- _O que fazer_: Transcreva do trecho selecionado abaixo a parte que começa em "Ao longo de" e segue até "postagem no LinkedIn.".

- _Trecho selecionado_:
┄┄┄┄┄┄┄┄┄┄

Não à toa, rapidamente Empire of AI virou best-seller. "A reportagem de Hao sobre a OpenAI é excepcional, e ela é persuasiva em seu argumento de que o público deve se concentrar menos na suposta 'senciência' da IA e mais em suas implicações para o trabalho e o meio ambiente", defendeu o escritor Benjamin Wallace-Wells, em artigo na revista The New Yorker.
Ao longo de seis meses, a jornalista insistiu por uma conversa com o CEO, mas ele nunca aceitou. “Sam Altman não quer que você leia o meu livro”, provocou Hao, em uma postagem no LinkedIn.
A autora começou a cobrir a OpenAI em 2019 durante a apuração de uma reportagem publicada na revista MIT Technology Review. Naquela época, três anos antes do lançamento do ChatGPT, Hao acreditava que a empresa era formada pelos “bons caras” da tecnologia.

Fundada em dezembro de 2015 como uma organização sem fins lucrativos, a companhia tinha a segurança como sua principal missão. Como a autora conta, a OpenAI, segundo Altman, serviria de contrapeso às empresas puramente mercantis. Com o tempo, no entanto, Hao começou a questionar mais profundamente essa premissa.
O sucesso da empresa dependeria do consumo de uma quantidade quase sem precedentes de recursos: poder computacional de chips de ponta e a capacidade de processamento para criar modelos de linguagem massivos, o enorme volume de dados, o uso alarmante de energia e de água e a mão de obra barata, convocada em todo o Sul Global, elenca Hao.
Vivemos, como ela diz, “em uma nova e sombria era de impérios: apenas um pequeno grupo de empresas globais pode realmente entrar nesse jogo”. A OpenAI se tornou então uma corporação com fins lucrativos e, graças aos bilhões de dólares injetados na empresa pela Microsoft, estabeleceu um ritmo frenético na liderança pela IA, seguida por outras companhias de tecnologia. As escolhas corporativas agora privilegiam escala, lucro e poder.
Um sistema assim pode, portanto, aumentar as desigualdades, minar a democracia, reduzir a autonomia das pessoas sobre seus próprios dados e contribuir para o colapso climático.
Visionário e inquietante
"Muito da filosofia e da cultura da OpenAI tem a ver com o que pensa Altman, que ficou conhecido no meio tanto por sua visão transformadora quanto por seu estilo de liderança, que às vezes é descrito como excêntrico ou até 'misterioso”, conta Hao. "Algumas dessas histórias têm ajudado a moldar a imagem de Altman como uma figura única no mundo da tecnologia."

┄┄┄┄┄┄┄┄┄┄

- _Material de origem_:
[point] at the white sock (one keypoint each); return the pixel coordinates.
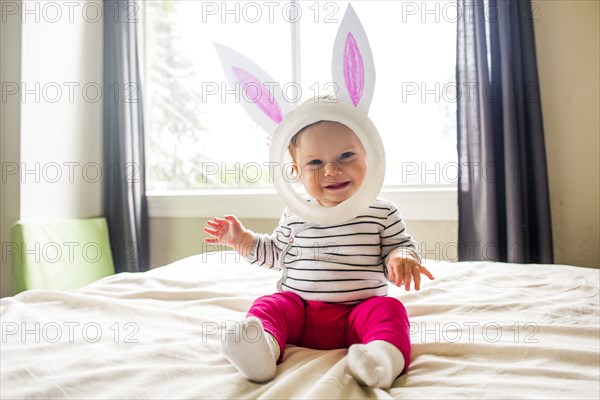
(375, 364)
(253, 351)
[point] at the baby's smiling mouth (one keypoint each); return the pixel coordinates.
(337, 186)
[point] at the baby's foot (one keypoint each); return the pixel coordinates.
(376, 364)
(250, 351)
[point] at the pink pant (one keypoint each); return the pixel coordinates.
(326, 326)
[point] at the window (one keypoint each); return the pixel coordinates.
(198, 135)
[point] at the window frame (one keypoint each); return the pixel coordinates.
(416, 202)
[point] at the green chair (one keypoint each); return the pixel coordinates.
(60, 255)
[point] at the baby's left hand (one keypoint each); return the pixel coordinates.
(403, 267)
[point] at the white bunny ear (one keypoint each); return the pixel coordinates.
(260, 95)
(353, 69)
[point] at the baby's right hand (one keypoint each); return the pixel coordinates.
(227, 230)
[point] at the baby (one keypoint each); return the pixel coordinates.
(332, 293)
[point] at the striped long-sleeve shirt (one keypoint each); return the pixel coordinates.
(341, 263)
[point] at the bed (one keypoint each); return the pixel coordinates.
(480, 330)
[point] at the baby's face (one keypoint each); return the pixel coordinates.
(332, 162)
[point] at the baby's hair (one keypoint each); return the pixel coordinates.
(296, 138)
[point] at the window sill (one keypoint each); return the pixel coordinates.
(415, 203)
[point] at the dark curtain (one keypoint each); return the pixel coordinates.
(504, 212)
(125, 204)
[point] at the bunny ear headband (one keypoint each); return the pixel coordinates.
(353, 73)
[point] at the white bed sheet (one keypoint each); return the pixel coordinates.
(480, 330)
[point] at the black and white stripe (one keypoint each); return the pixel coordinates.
(341, 263)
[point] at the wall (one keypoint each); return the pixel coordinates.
(10, 112)
(60, 133)
(567, 37)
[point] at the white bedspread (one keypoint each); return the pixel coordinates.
(480, 330)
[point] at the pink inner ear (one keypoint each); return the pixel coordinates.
(354, 71)
(258, 93)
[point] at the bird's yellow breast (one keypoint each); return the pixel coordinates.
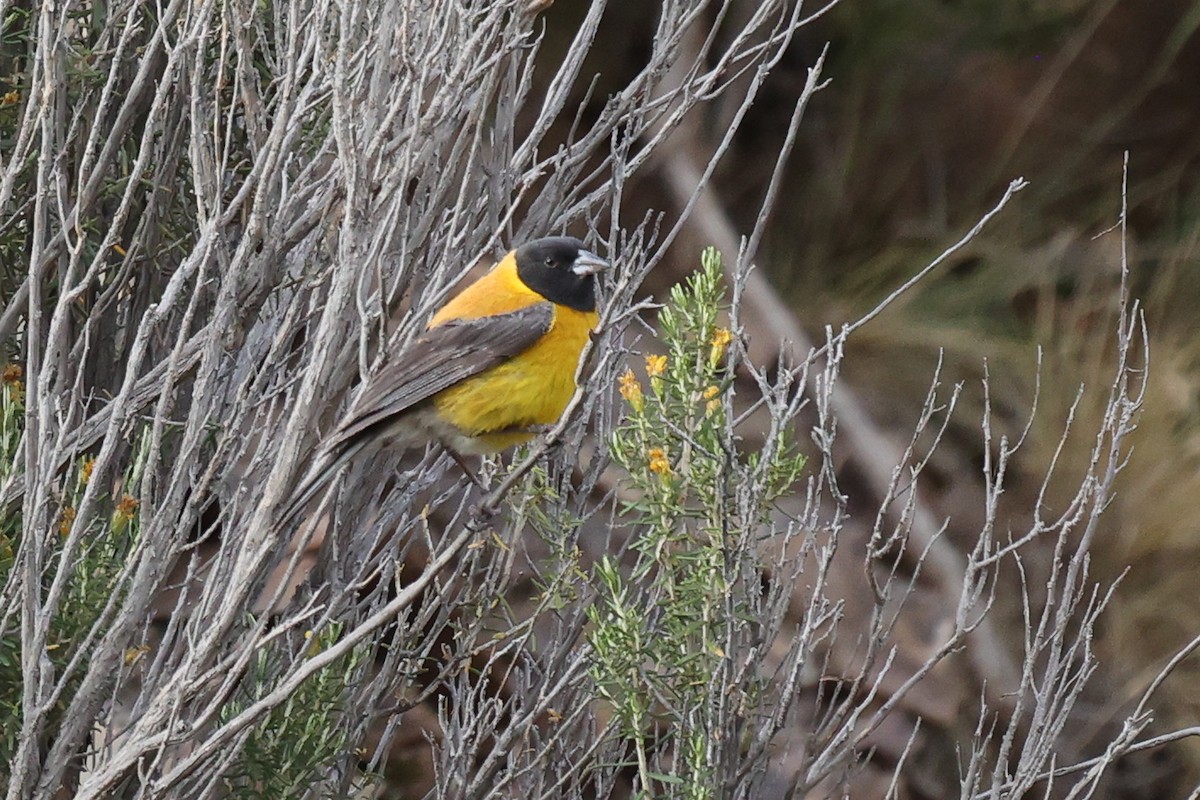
(531, 389)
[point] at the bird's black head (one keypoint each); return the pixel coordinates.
(561, 270)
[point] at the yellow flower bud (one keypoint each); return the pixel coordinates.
(720, 342)
(631, 391)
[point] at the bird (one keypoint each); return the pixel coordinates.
(493, 366)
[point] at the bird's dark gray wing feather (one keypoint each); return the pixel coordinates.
(437, 360)
(442, 358)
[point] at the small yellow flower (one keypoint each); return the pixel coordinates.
(631, 391)
(125, 511)
(133, 655)
(655, 365)
(659, 463)
(66, 522)
(15, 390)
(720, 342)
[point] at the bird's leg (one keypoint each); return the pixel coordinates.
(466, 468)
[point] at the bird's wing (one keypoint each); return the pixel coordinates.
(442, 358)
(437, 360)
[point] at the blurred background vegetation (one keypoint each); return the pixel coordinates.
(933, 107)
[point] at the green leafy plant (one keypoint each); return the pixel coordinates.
(664, 631)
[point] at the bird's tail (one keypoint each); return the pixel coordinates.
(324, 468)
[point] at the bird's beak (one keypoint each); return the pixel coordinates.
(588, 263)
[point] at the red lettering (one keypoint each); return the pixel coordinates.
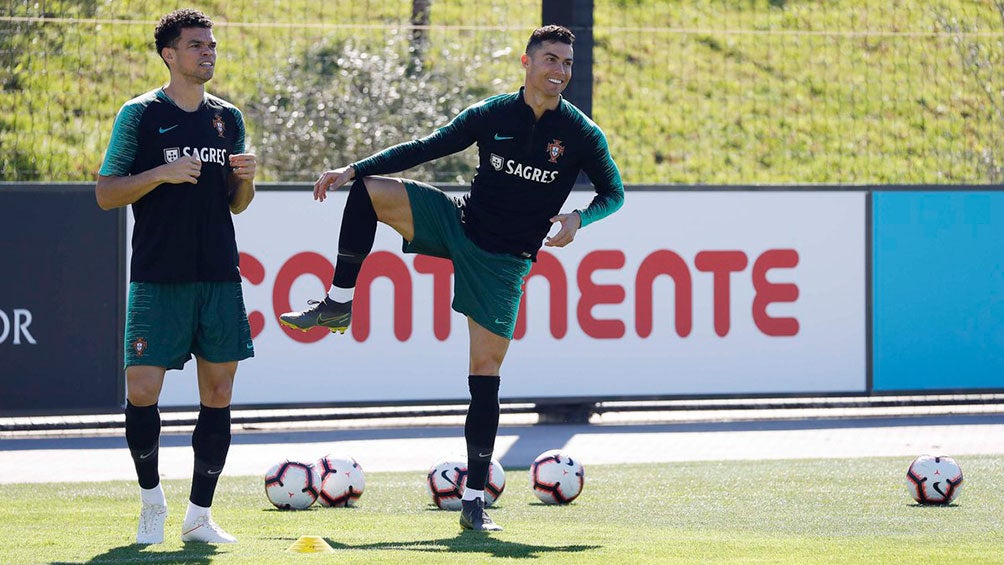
(383, 264)
(595, 294)
(768, 292)
(442, 272)
(663, 262)
(254, 272)
(548, 267)
(305, 263)
(721, 264)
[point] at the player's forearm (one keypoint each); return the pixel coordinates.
(115, 192)
(242, 194)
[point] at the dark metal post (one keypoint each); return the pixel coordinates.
(576, 15)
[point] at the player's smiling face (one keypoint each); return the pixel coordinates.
(548, 67)
(194, 54)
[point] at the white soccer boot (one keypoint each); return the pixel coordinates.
(203, 529)
(152, 518)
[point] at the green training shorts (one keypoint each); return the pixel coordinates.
(167, 323)
(487, 286)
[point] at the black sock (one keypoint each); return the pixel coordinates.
(355, 239)
(143, 436)
(480, 429)
(210, 442)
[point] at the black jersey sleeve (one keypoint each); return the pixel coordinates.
(605, 178)
(448, 139)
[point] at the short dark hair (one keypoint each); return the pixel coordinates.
(552, 32)
(169, 29)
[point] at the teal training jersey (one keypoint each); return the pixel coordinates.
(185, 232)
(526, 169)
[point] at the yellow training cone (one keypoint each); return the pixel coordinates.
(310, 544)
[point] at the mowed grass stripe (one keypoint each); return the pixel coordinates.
(812, 511)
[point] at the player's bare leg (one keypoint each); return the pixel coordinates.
(487, 353)
(210, 442)
(143, 433)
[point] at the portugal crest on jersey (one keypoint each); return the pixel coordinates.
(218, 124)
(140, 346)
(554, 151)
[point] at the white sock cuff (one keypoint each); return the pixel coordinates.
(471, 494)
(195, 511)
(153, 496)
(340, 294)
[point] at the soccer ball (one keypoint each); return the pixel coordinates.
(556, 477)
(448, 479)
(341, 481)
(934, 480)
(291, 485)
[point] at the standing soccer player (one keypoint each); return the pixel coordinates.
(532, 145)
(177, 155)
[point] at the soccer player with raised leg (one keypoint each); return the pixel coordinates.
(532, 145)
(177, 156)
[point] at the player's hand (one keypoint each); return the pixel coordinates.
(331, 180)
(570, 223)
(185, 170)
(244, 166)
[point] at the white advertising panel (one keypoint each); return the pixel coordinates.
(679, 293)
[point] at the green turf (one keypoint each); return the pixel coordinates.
(775, 511)
(732, 91)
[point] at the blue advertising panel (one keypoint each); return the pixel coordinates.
(938, 291)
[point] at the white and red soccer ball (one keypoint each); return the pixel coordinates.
(341, 481)
(447, 480)
(556, 477)
(292, 485)
(934, 480)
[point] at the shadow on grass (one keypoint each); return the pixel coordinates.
(470, 542)
(195, 553)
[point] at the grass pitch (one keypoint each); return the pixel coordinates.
(833, 511)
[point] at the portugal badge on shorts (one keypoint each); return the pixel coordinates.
(218, 124)
(554, 151)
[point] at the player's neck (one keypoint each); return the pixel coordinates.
(186, 96)
(539, 102)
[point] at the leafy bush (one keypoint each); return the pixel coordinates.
(343, 101)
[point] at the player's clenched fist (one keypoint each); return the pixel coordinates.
(185, 170)
(330, 181)
(244, 166)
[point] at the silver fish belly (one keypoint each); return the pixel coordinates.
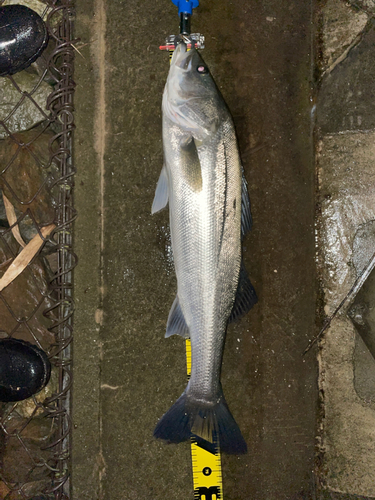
(203, 182)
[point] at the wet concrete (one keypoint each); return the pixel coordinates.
(126, 375)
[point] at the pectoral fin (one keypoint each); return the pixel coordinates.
(161, 193)
(246, 219)
(193, 171)
(246, 297)
(176, 324)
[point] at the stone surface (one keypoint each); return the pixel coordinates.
(346, 101)
(341, 26)
(347, 190)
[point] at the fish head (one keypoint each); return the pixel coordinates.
(191, 98)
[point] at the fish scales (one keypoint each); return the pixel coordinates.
(202, 181)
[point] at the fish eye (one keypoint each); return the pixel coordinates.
(202, 69)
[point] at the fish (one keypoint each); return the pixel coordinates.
(203, 181)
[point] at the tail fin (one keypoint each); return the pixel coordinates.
(188, 417)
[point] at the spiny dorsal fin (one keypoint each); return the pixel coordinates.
(161, 192)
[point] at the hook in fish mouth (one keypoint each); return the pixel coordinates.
(185, 39)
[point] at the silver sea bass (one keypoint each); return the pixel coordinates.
(209, 208)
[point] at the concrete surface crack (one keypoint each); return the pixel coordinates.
(100, 143)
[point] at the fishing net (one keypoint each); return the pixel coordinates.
(36, 217)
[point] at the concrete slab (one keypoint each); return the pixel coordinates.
(126, 373)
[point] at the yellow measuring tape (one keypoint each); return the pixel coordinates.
(207, 477)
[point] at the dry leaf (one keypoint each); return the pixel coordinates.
(25, 257)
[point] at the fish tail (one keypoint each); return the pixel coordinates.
(194, 418)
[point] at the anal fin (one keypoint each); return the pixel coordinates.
(176, 324)
(246, 296)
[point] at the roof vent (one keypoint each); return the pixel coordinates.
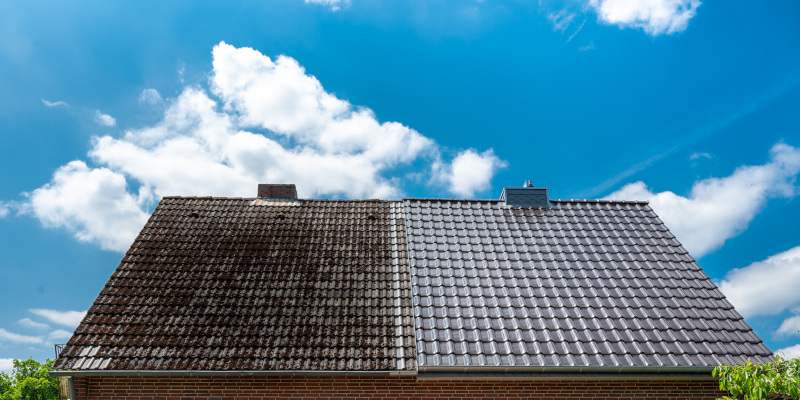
(280, 191)
(526, 196)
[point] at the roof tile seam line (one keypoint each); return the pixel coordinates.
(398, 312)
(201, 373)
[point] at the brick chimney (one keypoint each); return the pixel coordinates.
(280, 191)
(526, 196)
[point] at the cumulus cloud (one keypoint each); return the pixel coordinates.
(765, 287)
(333, 5)
(789, 352)
(91, 203)
(720, 208)
(6, 365)
(59, 334)
(66, 318)
(6, 336)
(656, 17)
(470, 172)
(150, 96)
(263, 121)
(104, 119)
(27, 322)
(54, 103)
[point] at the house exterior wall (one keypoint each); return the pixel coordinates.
(257, 388)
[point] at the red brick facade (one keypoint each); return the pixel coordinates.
(257, 388)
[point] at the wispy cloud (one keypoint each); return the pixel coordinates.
(561, 19)
(66, 318)
(54, 103)
(265, 120)
(333, 5)
(698, 134)
(29, 323)
(6, 336)
(656, 17)
(696, 156)
(720, 208)
(766, 287)
(104, 119)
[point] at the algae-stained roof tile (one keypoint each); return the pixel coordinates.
(247, 284)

┄┄┄┄┄┄┄┄┄┄

- _Resposta ao exercício_:
Ao longo de seis meses, a jornalista insistiu por uma conversa com o CEO, mas ele nunca aceitou. “Sam Altman não quer que você leia o meu livro”, provocou Hao, em uma postagem no LinkedIn.